Things to do>
1. In the Rust patch review, what does `write_str` return when the string is longer than the space left in the writer?
2. Using the safety comment in the Rust patch review, explain why reading from `bytes` in `write_str` is allowed and why the two memory regions in the copy do not overlap.
3. Extend the Rust patch review, picking up right after its final line.

Page>

========

I am not sure. But I think the code could benefit from getting passed a
mutable slice instead, move the safety comment to the call site. I will
try that.

>
>> +
>> +    pub(crate) fn from_array<const N: usize>(a: &'a mut [core::ffi::c_char; N]) -> RawWriter<'a> {
>> +        // SAFETY: the buffer of `a` is valid for read and write for at least `N` bytes
>> +        unsafe { Self::new(a.as_mut_ptr().cast::<u8>(), N) }
>> +    }
>> +}
>> +
>> +impl Write for RawWriter<'_> {
>> +    fn write_str(&mut self, s: &str) -> fmt::Result {
>> +        let bytes = s.as_bytes();
>> +        let len = bytes.len();
>> +        if len > self.len {
>> +            return Err(fmt::Error);
>> +        }
>> +
>> +        // SAFETY:
>> +        // * `bytes` is valid for reads of `bytes.len()` size because we hold a shared reference to `s`
>> +        // * By type invariant `self.ptr` is valid for writes for at lest `self.len` bytes
>> +        // * The regions are not overlapping as `ptr` is not aliased
>> +        unsafe { core::ptr::copy_nonoverlapping(&bytes[0], self.ptr, len) };
>> +
>> +        // SAFETY: By type invariant of `Self`, `ptr` is in bounds of an
>> +        // allocation. Also by type invariant, the pointer resulting from this
>> +        // addition is also in bounds.
>> +        self.ptr = unsafe { self.ptr.add(len) };
>> +        self.len -= len;
>> +        Ok(())
>> +    }
>> +}
>> diff --git a/rust/kernel/block/mq/request.rs b/rust/kernel/block/mq/request.rs
>> new file mode 100644
>> index 000000000000..b4dacac5e091
>> --- /dev/null
>> +++ b/rust/kernel/block/mq/request.rs
>> @@ -0,0 +1,182 @@
>> +// SPDX-License-Identifier: GPL-2.0
>> +
>> +//! This module provides a wrapper for the C `struct request` type.
>> +//!
>> +//! C header: [`include/linux/blk-mq.h`](srctree/include/linux/blk-mq.h)
>> +
>> +use crate::{
>> +    bindings,
>> +    block::mq::Operations,
>> +    error::{Error, Result},
>> +    types::{ARef, AlwaysRefCounted, Opaque},
>> +};
>> +use core::{ffi::c_void, marker::PhantomData, ops::Deref};
>> +
>> +/// A wrapper around a blk-mq `struct request`. This represents an IO request.

========

Data listing>
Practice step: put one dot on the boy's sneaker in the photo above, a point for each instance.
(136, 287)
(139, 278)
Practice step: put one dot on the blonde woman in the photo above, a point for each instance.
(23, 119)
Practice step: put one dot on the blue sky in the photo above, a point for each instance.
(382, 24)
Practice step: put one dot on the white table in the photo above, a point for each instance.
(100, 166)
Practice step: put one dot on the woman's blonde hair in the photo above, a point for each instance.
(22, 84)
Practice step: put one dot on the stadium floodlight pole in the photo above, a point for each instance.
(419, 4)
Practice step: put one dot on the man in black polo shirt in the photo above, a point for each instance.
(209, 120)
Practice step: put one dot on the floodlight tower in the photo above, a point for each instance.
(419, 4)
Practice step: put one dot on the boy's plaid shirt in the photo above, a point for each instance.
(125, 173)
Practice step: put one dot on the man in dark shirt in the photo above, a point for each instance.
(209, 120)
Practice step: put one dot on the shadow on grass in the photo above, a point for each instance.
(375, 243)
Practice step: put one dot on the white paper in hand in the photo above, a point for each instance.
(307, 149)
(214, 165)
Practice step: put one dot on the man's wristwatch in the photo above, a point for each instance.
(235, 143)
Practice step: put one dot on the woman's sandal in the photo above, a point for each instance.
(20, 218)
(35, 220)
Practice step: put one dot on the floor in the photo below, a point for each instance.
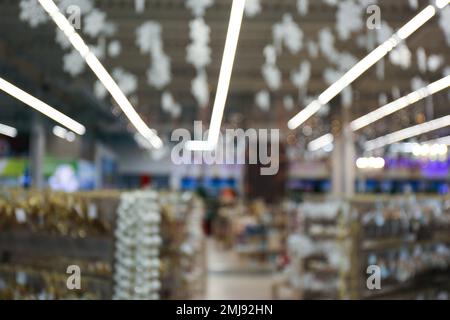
(229, 278)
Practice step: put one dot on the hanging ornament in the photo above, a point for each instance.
(413, 4)
(288, 103)
(100, 90)
(421, 59)
(417, 83)
(198, 7)
(159, 74)
(313, 49)
(348, 19)
(62, 39)
(200, 90)
(198, 51)
(262, 100)
(94, 23)
(396, 93)
(148, 36)
(139, 6)
(401, 56)
(252, 8)
(287, 32)
(444, 19)
(32, 12)
(127, 82)
(149, 40)
(302, 7)
(331, 75)
(73, 63)
(380, 69)
(382, 99)
(301, 77)
(446, 71)
(326, 45)
(169, 105)
(384, 32)
(272, 76)
(435, 62)
(347, 97)
(114, 48)
(85, 6)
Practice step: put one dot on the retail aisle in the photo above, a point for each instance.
(229, 278)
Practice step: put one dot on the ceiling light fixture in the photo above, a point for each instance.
(442, 140)
(408, 133)
(63, 133)
(8, 131)
(401, 103)
(321, 142)
(101, 73)
(363, 65)
(231, 42)
(42, 107)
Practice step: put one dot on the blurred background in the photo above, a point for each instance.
(358, 209)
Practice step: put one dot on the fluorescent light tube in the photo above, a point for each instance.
(231, 42)
(399, 104)
(408, 133)
(442, 140)
(321, 142)
(363, 65)
(8, 131)
(101, 73)
(42, 107)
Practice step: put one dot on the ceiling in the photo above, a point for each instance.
(32, 58)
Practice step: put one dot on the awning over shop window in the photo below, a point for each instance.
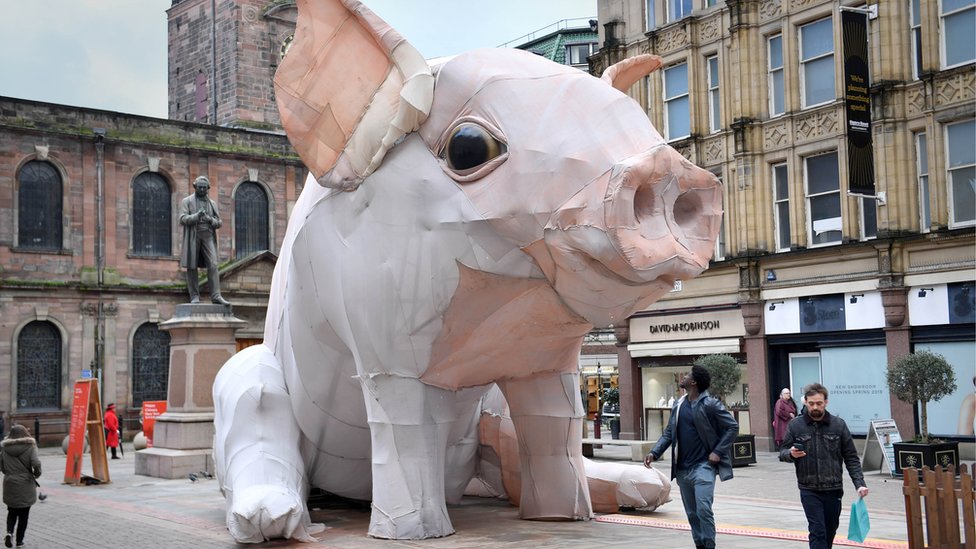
(682, 348)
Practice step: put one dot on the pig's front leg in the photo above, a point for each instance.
(548, 417)
(409, 424)
(256, 449)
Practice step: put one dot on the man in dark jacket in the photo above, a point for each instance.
(702, 431)
(817, 443)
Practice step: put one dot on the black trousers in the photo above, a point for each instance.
(823, 515)
(18, 516)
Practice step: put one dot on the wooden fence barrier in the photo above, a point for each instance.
(943, 494)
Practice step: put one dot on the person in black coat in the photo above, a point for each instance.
(20, 467)
(702, 432)
(819, 444)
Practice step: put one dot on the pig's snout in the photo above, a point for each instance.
(663, 215)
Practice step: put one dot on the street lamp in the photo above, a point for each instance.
(599, 404)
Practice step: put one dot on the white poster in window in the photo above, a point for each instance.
(855, 380)
(953, 415)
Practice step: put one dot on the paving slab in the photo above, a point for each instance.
(758, 509)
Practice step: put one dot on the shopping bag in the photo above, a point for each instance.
(860, 523)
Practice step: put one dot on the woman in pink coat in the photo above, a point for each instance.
(784, 411)
(112, 429)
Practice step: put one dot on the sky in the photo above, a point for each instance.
(111, 54)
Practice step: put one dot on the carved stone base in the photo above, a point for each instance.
(183, 445)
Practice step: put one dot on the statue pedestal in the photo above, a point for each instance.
(201, 341)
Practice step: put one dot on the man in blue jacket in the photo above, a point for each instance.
(702, 431)
(817, 443)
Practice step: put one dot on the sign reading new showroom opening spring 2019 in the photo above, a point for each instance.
(857, 98)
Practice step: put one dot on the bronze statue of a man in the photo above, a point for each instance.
(200, 220)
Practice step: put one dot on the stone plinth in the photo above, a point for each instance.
(201, 341)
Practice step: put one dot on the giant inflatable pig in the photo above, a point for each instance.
(462, 225)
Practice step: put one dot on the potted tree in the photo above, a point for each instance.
(726, 374)
(919, 378)
(611, 406)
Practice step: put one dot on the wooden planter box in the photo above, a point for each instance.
(913, 454)
(743, 450)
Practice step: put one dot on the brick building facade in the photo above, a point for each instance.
(89, 232)
(811, 282)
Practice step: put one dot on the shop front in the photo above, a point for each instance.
(943, 320)
(837, 340)
(664, 346)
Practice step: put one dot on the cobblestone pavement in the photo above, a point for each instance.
(138, 511)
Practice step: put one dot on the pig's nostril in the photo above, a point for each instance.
(687, 209)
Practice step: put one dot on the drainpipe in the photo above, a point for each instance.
(99, 362)
(213, 58)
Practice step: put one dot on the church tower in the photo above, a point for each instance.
(221, 68)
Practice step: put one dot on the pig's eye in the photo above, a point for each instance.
(470, 146)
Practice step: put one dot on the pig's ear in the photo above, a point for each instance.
(622, 75)
(348, 89)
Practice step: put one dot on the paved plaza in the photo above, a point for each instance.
(759, 508)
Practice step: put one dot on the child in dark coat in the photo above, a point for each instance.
(20, 467)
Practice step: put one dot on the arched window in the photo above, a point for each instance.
(250, 219)
(39, 207)
(39, 366)
(152, 212)
(150, 364)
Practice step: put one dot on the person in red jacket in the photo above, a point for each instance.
(112, 429)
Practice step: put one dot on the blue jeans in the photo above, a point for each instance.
(697, 486)
(823, 515)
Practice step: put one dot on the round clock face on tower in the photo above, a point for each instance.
(285, 44)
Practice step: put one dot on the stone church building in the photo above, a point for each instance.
(89, 200)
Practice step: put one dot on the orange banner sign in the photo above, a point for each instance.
(151, 409)
(76, 432)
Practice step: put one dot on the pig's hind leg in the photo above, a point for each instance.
(256, 449)
(410, 424)
(548, 415)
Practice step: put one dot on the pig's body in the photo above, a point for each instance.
(396, 304)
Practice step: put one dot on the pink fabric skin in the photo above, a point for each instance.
(404, 287)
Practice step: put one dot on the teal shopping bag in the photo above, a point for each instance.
(860, 523)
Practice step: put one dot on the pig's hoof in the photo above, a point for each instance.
(266, 512)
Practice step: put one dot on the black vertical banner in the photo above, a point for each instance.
(857, 98)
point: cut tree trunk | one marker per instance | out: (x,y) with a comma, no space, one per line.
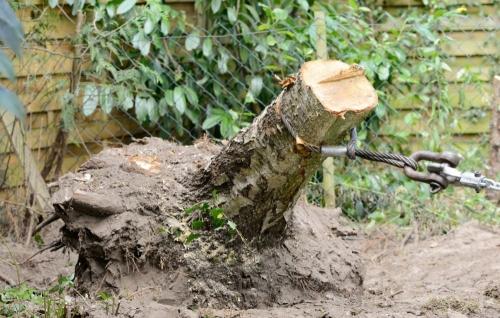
(260,172)
(124,211)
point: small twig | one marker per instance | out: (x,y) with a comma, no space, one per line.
(30,228)
(54,246)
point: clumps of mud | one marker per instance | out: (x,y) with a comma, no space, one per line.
(444,304)
(124,214)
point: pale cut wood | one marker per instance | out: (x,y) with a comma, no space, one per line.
(328,165)
(338,97)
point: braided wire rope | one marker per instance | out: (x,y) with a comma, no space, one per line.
(396,160)
(393,159)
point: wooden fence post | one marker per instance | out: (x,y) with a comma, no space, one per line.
(495,137)
(328,167)
(17,137)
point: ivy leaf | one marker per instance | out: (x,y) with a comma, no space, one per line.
(304,4)
(207,47)
(142,43)
(164,26)
(192,41)
(106,99)
(162,107)
(53,3)
(125,6)
(191,95)
(152,110)
(90,99)
(211,121)
(231,225)
(169,97)
(128,101)
(280,14)
(179,99)
(111,10)
(256,86)
(383,72)
(231,14)
(148,26)
(11,103)
(222,62)
(216,5)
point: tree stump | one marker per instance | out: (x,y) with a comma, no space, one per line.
(145,215)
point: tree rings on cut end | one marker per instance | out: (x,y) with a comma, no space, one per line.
(339,87)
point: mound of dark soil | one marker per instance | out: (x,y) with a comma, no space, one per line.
(133,237)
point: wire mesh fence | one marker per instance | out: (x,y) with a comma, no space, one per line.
(79,102)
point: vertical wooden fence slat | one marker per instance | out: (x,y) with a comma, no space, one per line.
(17,139)
(328,167)
(495,137)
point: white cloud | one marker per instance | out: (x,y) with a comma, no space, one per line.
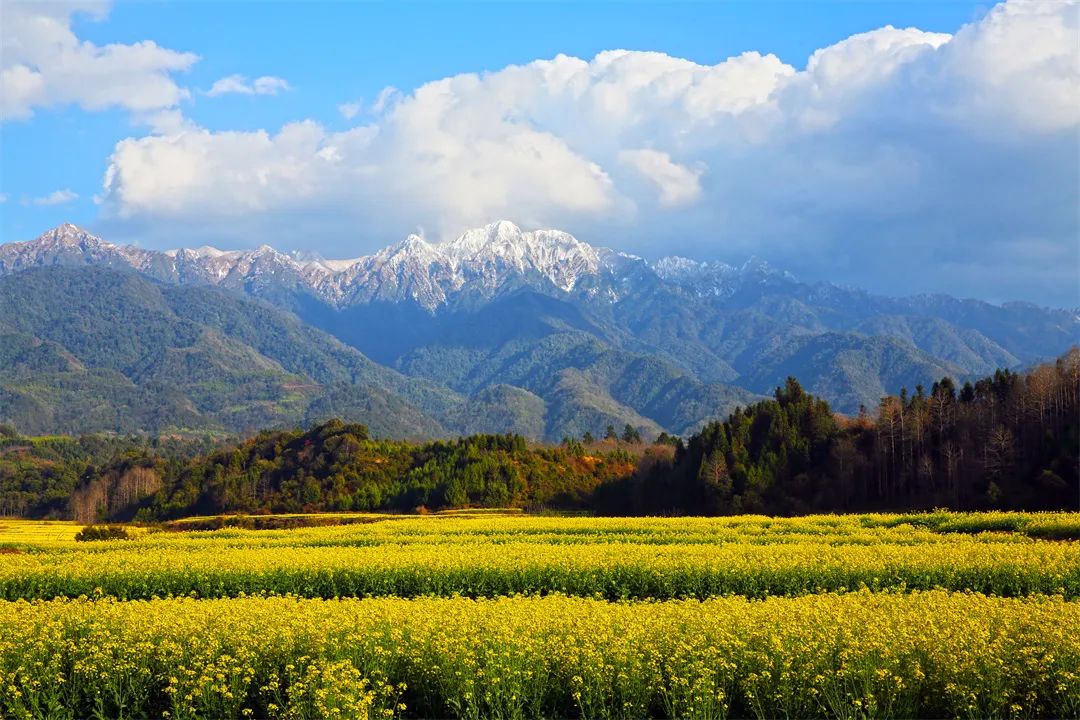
(55,198)
(890,157)
(45,65)
(677,185)
(238,84)
(350,110)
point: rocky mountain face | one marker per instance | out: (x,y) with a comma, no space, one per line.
(581,336)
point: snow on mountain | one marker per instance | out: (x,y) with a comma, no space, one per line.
(482,261)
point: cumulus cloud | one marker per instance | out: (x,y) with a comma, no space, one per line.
(887,161)
(238,84)
(677,185)
(45,65)
(350,110)
(55,198)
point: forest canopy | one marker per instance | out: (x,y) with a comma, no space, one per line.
(1009,440)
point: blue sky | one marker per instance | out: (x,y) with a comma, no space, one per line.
(852,165)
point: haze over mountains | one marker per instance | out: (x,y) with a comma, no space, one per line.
(497,330)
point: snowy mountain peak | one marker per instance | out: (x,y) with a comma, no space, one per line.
(68,235)
(481,262)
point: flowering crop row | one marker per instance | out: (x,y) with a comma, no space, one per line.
(858,654)
(478,568)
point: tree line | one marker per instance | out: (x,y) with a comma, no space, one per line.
(1010,440)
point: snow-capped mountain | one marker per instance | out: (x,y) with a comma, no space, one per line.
(549,314)
(481,262)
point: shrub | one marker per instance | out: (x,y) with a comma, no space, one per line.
(93,532)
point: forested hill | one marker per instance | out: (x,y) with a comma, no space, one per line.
(1009,440)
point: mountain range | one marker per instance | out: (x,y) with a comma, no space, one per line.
(497,330)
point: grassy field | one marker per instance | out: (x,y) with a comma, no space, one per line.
(485,614)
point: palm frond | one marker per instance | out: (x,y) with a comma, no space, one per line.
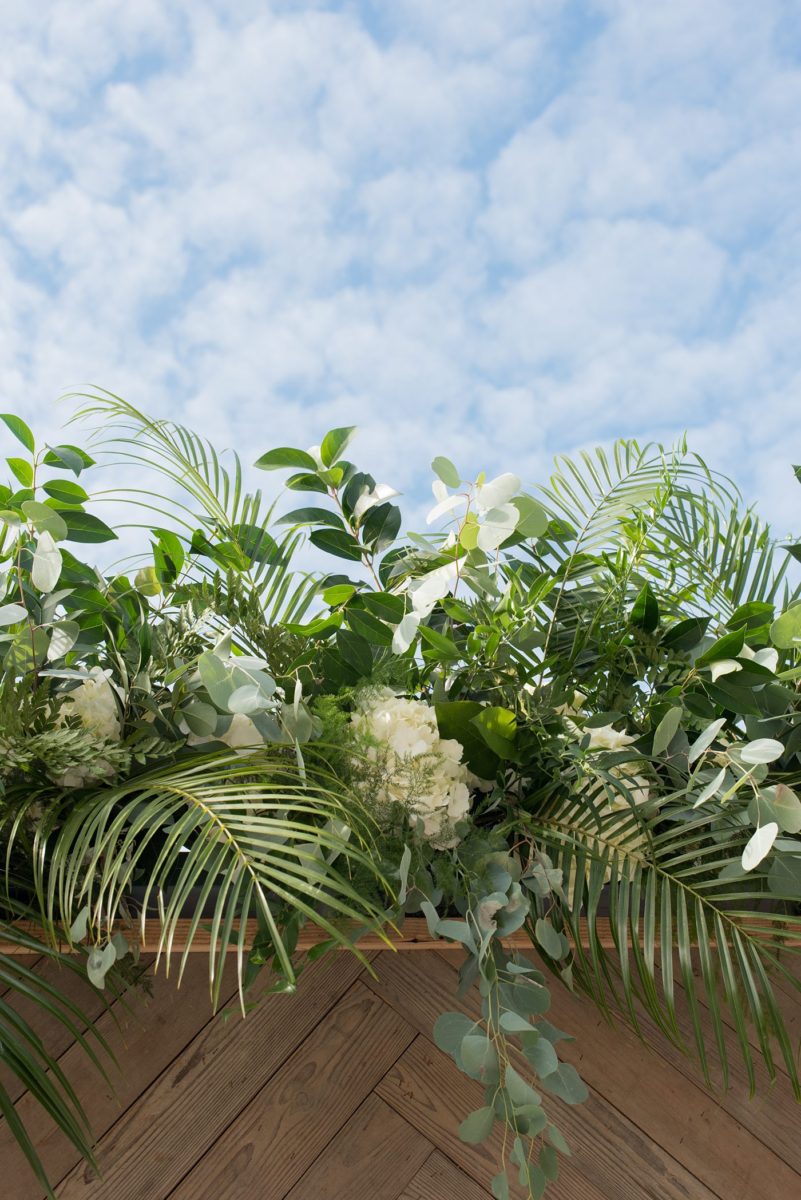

========

The responses>
1. It returns `Err(fmt::Error)`.

2. Reading from `bytes` for its full length is valid because the code holds a shared reference to `s`. The regions do not overlap because `ptr` is not aliased.

3.
>> +///
>> +/// # Invariants
>> +///
>> +/// * `self.0` is a valid `struct request` created by the C portion of the kernel
>> +/// * `self` is reference counted. a call to `req_ref_inc_not_zero` keeps the
>> +///    instance alive at least until a matching call to `req_ref_put_and_test`
>> +///
>> +#[repr(transparent)]
>> +pub struct Request<T: Operations>(Opaque<bindings::request>, PhantomData<T>);
>> +
>> +impl<T: Operations> Request<T> {
>> +    /// Create a `&mut Request` from a `bindings::request` pointer
>> +    ///
>> +    /// # Safety
>> +    ///
>> +    /// * `ptr` must be aligned and point to a valid `bindings::request` instance
>> +    /// * Caller must ensure that the pointee of `ptr` is live and owned
>> +    ///   exclusively by caller for at least `'a`
>> +    ///
>> +    pub(crate) unsafe fn from_ptr_mut<'a>(ptr: *mut bindings::request) -> &'a mut Self {
>> +        // SAFETY:
>> +        // * The cast is valid as `Self` is transparent.
>> +        // * By safety requirements of this function, the reference will be
>> +        //   valid for 'a.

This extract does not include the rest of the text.